A block of data:
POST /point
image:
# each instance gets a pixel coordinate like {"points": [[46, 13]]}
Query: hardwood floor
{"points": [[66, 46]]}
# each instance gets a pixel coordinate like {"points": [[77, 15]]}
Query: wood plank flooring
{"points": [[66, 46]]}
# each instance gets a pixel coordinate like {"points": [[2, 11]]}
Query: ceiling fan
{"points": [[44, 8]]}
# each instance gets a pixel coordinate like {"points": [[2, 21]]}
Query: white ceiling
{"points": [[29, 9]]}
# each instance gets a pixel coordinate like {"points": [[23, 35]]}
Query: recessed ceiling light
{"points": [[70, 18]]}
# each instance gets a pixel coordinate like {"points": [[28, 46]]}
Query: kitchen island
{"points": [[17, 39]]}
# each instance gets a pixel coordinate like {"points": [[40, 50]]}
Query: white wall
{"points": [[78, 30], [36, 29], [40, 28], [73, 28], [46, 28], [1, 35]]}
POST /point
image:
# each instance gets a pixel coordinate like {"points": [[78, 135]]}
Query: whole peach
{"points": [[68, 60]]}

---

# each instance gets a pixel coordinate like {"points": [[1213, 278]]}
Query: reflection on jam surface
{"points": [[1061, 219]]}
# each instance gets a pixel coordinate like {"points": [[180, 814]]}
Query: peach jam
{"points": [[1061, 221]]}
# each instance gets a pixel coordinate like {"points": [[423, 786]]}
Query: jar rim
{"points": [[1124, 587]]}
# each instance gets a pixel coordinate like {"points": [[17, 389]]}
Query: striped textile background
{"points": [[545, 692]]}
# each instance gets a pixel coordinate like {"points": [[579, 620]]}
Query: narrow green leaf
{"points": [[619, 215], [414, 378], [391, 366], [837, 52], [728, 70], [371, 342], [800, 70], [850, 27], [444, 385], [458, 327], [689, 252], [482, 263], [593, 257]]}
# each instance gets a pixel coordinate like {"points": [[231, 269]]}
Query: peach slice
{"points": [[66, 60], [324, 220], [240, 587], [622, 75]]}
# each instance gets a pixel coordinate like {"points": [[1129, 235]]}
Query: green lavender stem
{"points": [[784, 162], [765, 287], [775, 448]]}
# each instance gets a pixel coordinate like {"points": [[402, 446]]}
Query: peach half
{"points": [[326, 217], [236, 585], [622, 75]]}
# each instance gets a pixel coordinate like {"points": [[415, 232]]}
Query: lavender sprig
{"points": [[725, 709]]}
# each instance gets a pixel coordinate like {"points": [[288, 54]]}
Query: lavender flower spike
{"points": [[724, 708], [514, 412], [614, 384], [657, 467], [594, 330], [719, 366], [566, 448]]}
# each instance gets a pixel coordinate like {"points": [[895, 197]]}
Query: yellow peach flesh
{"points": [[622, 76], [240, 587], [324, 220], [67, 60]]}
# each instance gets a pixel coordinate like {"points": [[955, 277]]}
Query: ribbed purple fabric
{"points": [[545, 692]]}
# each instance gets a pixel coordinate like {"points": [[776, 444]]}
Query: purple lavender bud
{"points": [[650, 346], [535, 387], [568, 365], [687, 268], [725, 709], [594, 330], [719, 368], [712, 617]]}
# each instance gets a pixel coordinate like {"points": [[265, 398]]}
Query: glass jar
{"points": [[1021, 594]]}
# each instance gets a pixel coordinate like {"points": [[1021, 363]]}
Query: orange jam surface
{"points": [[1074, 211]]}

Directions for this task. Which lines of the records contain the string "surface"? Find and copy each one in full, treating uppercase and lowercase letters as different.

Exercise solution.
Query: reflection on jam surface
Query: orange jam surface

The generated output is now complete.